▶ [RECORDS SUPPLIED]
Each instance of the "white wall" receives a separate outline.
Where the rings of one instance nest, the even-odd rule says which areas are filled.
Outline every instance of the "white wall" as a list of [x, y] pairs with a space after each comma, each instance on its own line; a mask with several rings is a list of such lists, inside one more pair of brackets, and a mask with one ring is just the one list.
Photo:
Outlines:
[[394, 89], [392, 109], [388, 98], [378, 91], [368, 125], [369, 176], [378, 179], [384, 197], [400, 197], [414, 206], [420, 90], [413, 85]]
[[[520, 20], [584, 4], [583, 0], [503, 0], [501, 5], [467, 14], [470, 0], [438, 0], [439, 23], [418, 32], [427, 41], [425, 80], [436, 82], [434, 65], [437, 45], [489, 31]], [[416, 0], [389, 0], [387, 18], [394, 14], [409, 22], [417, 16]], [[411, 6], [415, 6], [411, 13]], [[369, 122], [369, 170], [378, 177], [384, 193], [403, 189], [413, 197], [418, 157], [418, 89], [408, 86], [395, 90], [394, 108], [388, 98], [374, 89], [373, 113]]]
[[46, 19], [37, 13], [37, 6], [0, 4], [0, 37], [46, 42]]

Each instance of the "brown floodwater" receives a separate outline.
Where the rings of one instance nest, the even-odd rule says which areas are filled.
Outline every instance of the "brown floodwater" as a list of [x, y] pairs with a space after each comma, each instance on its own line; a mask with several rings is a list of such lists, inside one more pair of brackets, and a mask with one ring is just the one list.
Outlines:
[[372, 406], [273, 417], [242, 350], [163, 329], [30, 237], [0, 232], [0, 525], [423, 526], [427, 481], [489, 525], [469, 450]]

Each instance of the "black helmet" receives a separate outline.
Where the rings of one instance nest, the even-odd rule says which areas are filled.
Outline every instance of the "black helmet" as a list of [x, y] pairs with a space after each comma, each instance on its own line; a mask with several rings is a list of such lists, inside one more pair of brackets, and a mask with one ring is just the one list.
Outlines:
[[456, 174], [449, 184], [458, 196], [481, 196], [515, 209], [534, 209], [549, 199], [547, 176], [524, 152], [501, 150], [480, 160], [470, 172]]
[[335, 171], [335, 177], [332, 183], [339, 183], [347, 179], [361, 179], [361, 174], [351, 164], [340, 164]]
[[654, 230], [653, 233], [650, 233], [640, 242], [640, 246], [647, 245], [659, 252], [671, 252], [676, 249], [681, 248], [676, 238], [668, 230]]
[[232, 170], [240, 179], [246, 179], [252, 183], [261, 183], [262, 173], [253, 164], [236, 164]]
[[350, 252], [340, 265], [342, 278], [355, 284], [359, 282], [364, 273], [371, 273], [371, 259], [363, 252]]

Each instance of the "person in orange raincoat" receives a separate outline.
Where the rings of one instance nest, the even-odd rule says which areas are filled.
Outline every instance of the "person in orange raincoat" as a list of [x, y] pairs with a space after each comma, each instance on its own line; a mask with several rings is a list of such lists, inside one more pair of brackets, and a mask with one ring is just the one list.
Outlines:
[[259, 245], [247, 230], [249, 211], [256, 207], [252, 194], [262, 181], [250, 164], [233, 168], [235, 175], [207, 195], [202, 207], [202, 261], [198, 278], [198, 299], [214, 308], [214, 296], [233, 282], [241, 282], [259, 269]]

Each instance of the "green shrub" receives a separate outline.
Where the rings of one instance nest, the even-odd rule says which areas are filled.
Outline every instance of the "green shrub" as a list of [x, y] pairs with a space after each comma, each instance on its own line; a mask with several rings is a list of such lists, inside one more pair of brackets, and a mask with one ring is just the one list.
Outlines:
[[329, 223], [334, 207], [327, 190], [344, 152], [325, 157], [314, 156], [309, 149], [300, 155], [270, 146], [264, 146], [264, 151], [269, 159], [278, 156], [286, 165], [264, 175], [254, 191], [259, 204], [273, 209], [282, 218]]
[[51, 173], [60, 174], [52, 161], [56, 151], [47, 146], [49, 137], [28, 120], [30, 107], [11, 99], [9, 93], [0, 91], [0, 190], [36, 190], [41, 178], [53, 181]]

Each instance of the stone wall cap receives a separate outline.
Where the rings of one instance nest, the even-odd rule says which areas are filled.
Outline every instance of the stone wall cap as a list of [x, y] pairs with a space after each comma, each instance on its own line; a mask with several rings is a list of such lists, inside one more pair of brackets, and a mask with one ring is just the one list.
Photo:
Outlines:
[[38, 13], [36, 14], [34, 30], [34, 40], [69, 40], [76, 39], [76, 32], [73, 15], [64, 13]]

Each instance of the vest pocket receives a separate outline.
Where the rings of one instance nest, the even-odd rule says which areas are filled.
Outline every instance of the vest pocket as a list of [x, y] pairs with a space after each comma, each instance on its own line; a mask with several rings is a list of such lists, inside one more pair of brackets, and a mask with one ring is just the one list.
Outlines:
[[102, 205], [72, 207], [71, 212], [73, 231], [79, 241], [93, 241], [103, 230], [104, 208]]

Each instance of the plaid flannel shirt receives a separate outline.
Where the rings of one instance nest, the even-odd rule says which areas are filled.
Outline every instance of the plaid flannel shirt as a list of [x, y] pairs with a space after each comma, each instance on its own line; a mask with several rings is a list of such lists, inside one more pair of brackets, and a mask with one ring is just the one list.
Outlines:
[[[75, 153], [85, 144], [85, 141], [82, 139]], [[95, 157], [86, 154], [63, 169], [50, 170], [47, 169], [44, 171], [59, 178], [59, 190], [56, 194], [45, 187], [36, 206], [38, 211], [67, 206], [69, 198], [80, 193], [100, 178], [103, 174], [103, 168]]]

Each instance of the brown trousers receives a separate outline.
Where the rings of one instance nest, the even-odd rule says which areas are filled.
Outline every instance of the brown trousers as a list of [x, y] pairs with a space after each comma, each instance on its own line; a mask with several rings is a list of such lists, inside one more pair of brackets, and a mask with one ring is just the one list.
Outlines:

▶ [PROBLEM STATEMENT] Rewrite all of the rows above, replacing "even-odd rule" with "nonzero winding rule" everywhere it occurs and keeping everything else the same.

▶ [REPLY]
Each instance of the "white wall" receives a separate outline.
Where the rings of one instance nest, the nonzero winding rule says which areas are filled.
Outline every instance of the "white wall" as a list of [x, y] pairs with a space after each comma, each instance on its own line; a mask with several rings is a list of such lists, inside one more pair of brackets, and a mask with one ring is just the one list.
Photo:
Outlines:
[[394, 89], [392, 109], [388, 98], [378, 91], [368, 125], [369, 176], [378, 179], [384, 197], [400, 197], [414, 206], [420, 90], [413, 85]]
[[[520, 20], [584, 4], [583, 0], [503, 0], [501, 5], [467, 14], [470, 0], [438, 0], [439, 23], [418, 32], [427, 41], [425, 80], [436, 82], [434, 65], [437, 45], [489, 31]], [[416, 0], [389, 0], [387, 18], [394, 14], [409, 22], [417, 16]], [[411, 6], [415, 6], [411, 13]], [[369, 122], [369, 170], [378, 177], [384, 193], [403, 189], [413, 197], [418, 157], [418, 89], [408, 86], [395, 90], [394, 108], [388, 98], [374, 89], [373, 113]]]
[[46, 19], [37, 13], [37, 6], [0, 4], [0, 37], [46, 42]]

Each instance of the "brown floodwater" receives a separate outline.
Where the rings of one instance nest, the nonzero winding rule says which areas are filled.
Outline every instance of the "brown floodwater" as a list of [x, y] pairs with a space after each comma, each instance on its own line; a mask with several rings is a list of such lists, inside one more pair of brackets, and a mask with one ring is just the one list.
Outlines:
[[372, 406], [273, 417], [242, 350], [163, 329], [30, 237], [0, 232], [0, 525], [423, 526], [427, 481], [489, 525], [469, 450]]

Each instance of the "black helmet" receives a separate outline.
Where the rings of one instance nest, the nonzero winding rule says which areas are filled.
Outline every instance of the "black helmet" as a list of [x, y] pairs with a space after each comma, each instance on its own line; a mask with several rings is a list of such lists, inside one more pair of brackets, and a mask with one ring is just the one list.
Outlines:
[[456, 174], [449, 184], [458, 196], [481, 196], [515, 209], [534, 209], [549, 199], [547, 176], [524, 152], [501, 150], [480, 160], [470, 172]]
[[335, 171], [335, 177], [332, 183], [339, 183], [347, 179], [361, 179], [361, 174], [351, 164], [340, 164]]
[[654, 230], [653, 233], [650, 233], [640, 242], [640, 246], [647, 245], [659, 252], [671, 252], [676, 249], [681, 248], [676, 238], [668, 230]]
[[232, 170], [240, 179], [246, 179], [252, 183], [261, 183], [262, 173], [253, 164], [236, 164]]
[[350, 252], [340, 265], [342, 278], [355, 284], [359, 282], [364, 273], [371, 273], [371, 259], [363, 252]]

Each instance of the "person in orange raincoat" receives a separate outline.
Where the rings of one instance nest, the nonzero winding rule says which areas are filled.
Outline every instance of the "person in orange raincoat" as a list of [x, y] pairs with a space after each comma, each instance on its own line; a mask with several rings is a list of such lists, inside one more pair of brackets, and a mask with one ring is just the one list.
Outlines:
[[259, 245], [247, 230], [249, 211], [256, 207], [252, 194], [262, 181], [250, 164], [233, 168], [235, 175], [207, 195], [202, 207], [202, 261], [198, 278], [198, 299], [214, 308], [214, 296], [233, 282], [241, 282], [259, 269]]

Each instance of the "green shrub" receives a separate outline.
Where the rings of one instance nest, the nonzero winding rule says which areas are filled.
Outline every instance of the "green shrub" as a list of [x, y] pairs with a space after each comma, each instance on its own line; a mask with several rings is a list of such lists, inside one more pair of brackets, and a mask with one ring is just the one list.
Outlines:
[[329, 223], [334, 207], [327, 190], [344, 152], [325, 157], [314, 156], [309, 149], [300, 155], [270, 146], [264, 146], [264, 151], [269, 159], [278, 156], [286, 165], [264, 175], [254, 191], [259, 204], [273, 209], [282, 218]]
[[51, 173], [60, 174], [52, 161], [56, 151], [47, 146], [49, 137], [28, 120], [30, 107], [11, 99], [9, 93], [0, 91], [0, 190], [36, 190], [41, 178], [53, 181]]

Each instance of the stone wall cap receives a separate outline.
Where the rings of one instance nest, the nonzero winding rule says which areas are filled.
Outline every instance of the stone wall cap as a list of [x, y] pairs with a space after each comma, each instance on its own line; a mask with several rings is a list of such lists, inside one more pair of brackets, and a mask with one ring is just the one list.
Photo:
Outlines:
[[38, 13], [36, 14], [34, 30], [34, 40], [69, 40], [76, 39], [76, 32], [73, 15], [64, 13]]

Each instance of the vest pocket receives a separate outline.
Where the rings of one instance nest, the nonzero winding rule says which areas are filled.
Outline every instance of the vest pocket as a list of [x, y] pairs with a space after each comma, each instance on its own line; a mask with several rings is a list of such lists, inside one more pair of brackets, and a mask with one ring is just the one list.
Outlines:
[[102, 205], [72, 207], [71, 212], [73, 231], [79, 241], [93, 241], [103, 230], [104, 208]]

Each instance of the plaid flannel shirt receives a separate outline.
Where the rings of one instance nest, the nonzero winding rule says which areas are filled.
Outline every instance of the plaid flannel shirt as a list of [x, y] pairs with a space after each comma, each instance on its own line; a mask with several rings is a list of such lists, inside one more pair of brackets, and a mask with one ring is just the one list.
Outlines:
[[[75, 153], [85, 144], [85, 141], [82, 139]], [[95, 157], [86, 154], [63, 169], [50, 170], [47, 169], [44, 171], [59, 178], [59, 190], [56, 194], [45, 187], [36, 206], [38, 211], [67, 206], [69, 198], [80, 193], [100, 178], [103, 174], [103, 168]]]

Each instance of the brown trousers receives a separate outline.
Where the rings of one instance nest, the nonzero winding rule says which areas are filled.
Outline every instance of the brown trousers as a list of [x, y] pairs with a space after each comma, each instance on its own line; a mask with several rings is a list of such lists, inside one more pair of brackets, and a mask with one ring is just the one list.
Outlines:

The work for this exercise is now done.